#### Exercise set:
**1)** List every percentage figure that the article on Indian shipping gives.
**2)** According to the article on Indian shipping, where does India rank in deadweight tonnage capacity in the shipping industry?
**3)** Write the next part of the article on Indian shipping, picking up after its final sentence.

#### Given text:
People's Democracy

(Weekly Organ of the Communist Party of India (Marxist)


No. 30

July 24, 2011


Whither Indian Shipping?


                                                                                   M K Pandhe


THOUGH India has the second largest population in the world and the government of India has also been claiming that we are the second fastest growing economy in the world, India is lagging far behind in developing the maritime industry. India ranks today 15th in deadweight tonnage capacity in shipping industry.  Despite the fact that 95 per cent of India’s export-import trade is done through the sea routes, 14 per cent of the Indian cargo is carried in domestic bottoms.  Even the UNCTAD resolution that at least 40 per cent of the cargo in every country should be carried by domestic ships, the share of the country’s shipping industry in international trade has not been picking up. To make the matters worse, foreign fishing trawlers too are being allowed to freely enter the Indian waters and catch fish recklessly, adversely affecting the Indian fishermen and their livelihood.




The fact is that Indian shipyards are facing a crisis due to the policy of the government of India to liberally permit Indian shipping companies to purchase the ships built in foreign lands. It is even allowing the purchase of second hand ships from foreign countries and some of our shipyards are being converted into ship repair yards. Though the government of India has agreed to give 30 per cent subsidy to the shipyards executing export orders, there is no assistance for the ships sold within the country.


Even though India has 10 major ports, the central government is out to boost the private ports whose share in the country’s export-import trade is gradually increasing. It is an official estimate of the union government that private ports would be handing over 50 per cent of our foreign trade by 2020. Nay more, even multinational companies like the P&O are being given the responsibility of running the Indian ports. The government of India has clearly given up the policy of self-reliance in the shipping industry.


The government of India does not ensure that the Indian corporate houses send their cargoes through the Indian shipping companies only. Even the public sector undertakings are undertaking foreign trade in the ships belonging to foreign shipping companies. How far the kickbacks given by foreign shipping magnets are responsible for such a policy is a matter of investigation.

#### Raw data:
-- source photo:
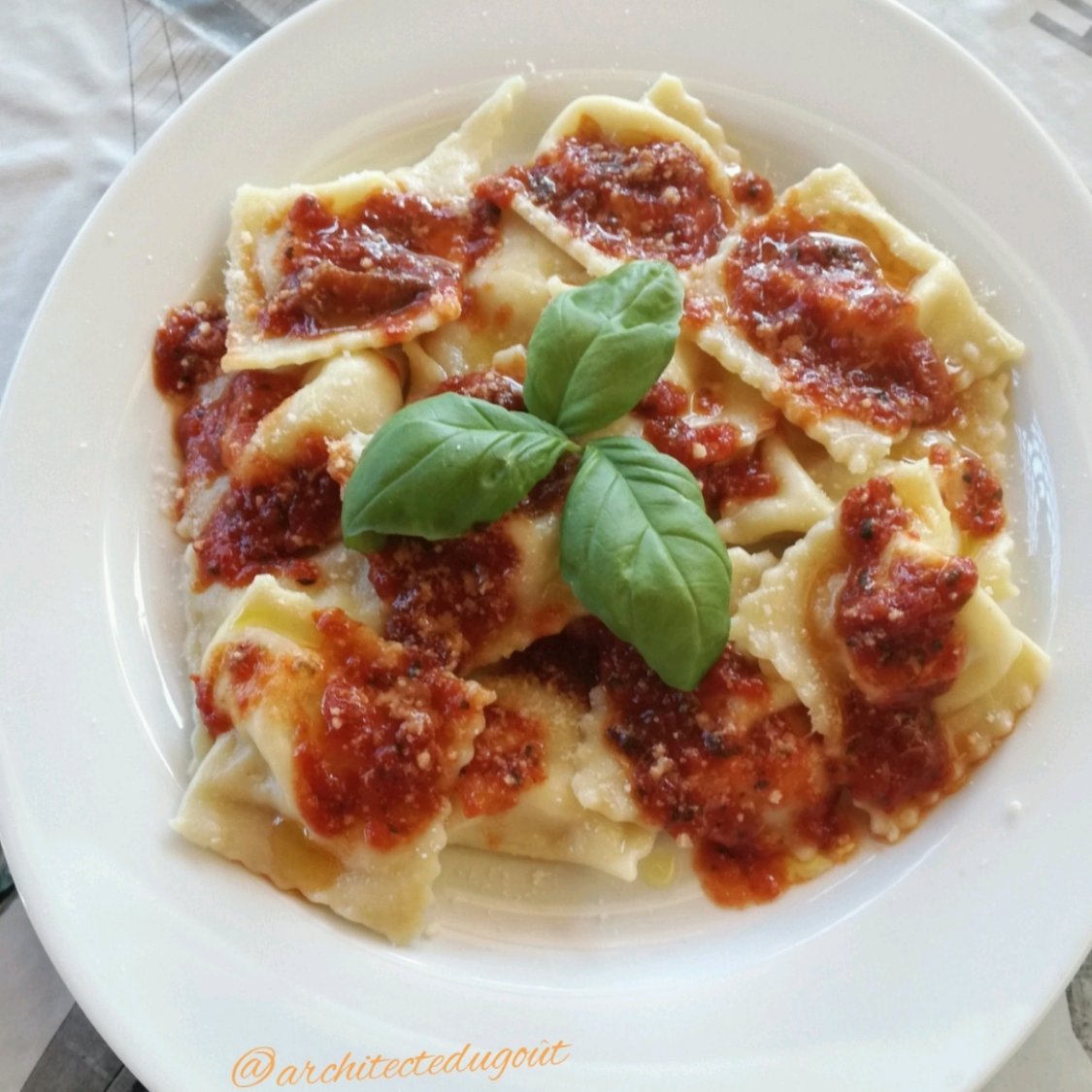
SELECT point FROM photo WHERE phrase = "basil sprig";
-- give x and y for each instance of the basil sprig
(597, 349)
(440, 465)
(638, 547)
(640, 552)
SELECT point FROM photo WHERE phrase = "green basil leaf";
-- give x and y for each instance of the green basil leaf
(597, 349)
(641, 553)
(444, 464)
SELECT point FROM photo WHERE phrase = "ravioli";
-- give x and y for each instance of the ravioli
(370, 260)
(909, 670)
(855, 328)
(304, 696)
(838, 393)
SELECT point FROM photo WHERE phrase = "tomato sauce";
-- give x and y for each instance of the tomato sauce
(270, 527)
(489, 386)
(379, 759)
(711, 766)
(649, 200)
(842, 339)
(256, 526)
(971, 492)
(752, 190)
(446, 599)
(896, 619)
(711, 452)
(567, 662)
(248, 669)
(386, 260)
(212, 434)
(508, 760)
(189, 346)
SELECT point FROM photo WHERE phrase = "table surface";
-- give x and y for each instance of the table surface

#### Answers to the tasks:
**1)** 95 per cent, 14 per cent, 40 per cent, 30 per cent, 50 per cent

**2)** 15th

**3)**
The mishaps that occur to the Indian ships while they are on the sea is also a big problem, causing serious concern about environment. The oil spills from some of the ships that sunk while taking a turn has caused several environmental problems for the onshore people as well as the marine life. There is no law in the country to recover from the shipowners the cost of removal of the environmental damage. The instances of ship becoming aground, as it recently happened in a case near the Juhu Beach of Mumbai, create serious environmental problems for the people staying in the nearby areas. The National Shipping Board has noted an increase in the occurrence of such mishaps in the recent period, and therefore the government of India needs to pay more attention to the problem.




An important agenda discussed in the recent meeting of the National Shipping Board was that of piracy in the Aden Gulf region. Here the area of operation of the Somali pirates is spreading and there have been over 500 hostages in the custody of the pirates. Another matter of concern is that the business is becoming lucrative and anti-social elements from Kenya, Ethiopia, Eritrea and Yemen too have joined the business of piracy. They extract billions of dollars from shipowners as ransom every year.  According to the information made available in the meeting of the National Shipping Board, the annual quantum of ransom extracted has reached up to 7 to 12 billion US dollars. As a recent case which came to light showed, a shipowner had had to pay a ransom of 8 million US dollars for the release of two Spanish sailors.


As it is, these pirates have with them most modern weapons, satellite mobile phones and other communication equipment which obviously come to them from western multinational companies.  There is practically no effective controlling government in Somalia and the pirates have full sway in the coastal areas. The western shipping companies ensure the safety of their ships by employing trained and armed guards on their merchant ships. But the Indian government has not yet decided about providing armed guards to the Indian ships going via the Aden Gulf region, where Indian ships still face the menace of piracy. Indian sailors clandestinely employed by foreign shipping companies are also falling victim to these pirates. It is estimated that more than 30 Indian sailors are still in the custody of these pirates.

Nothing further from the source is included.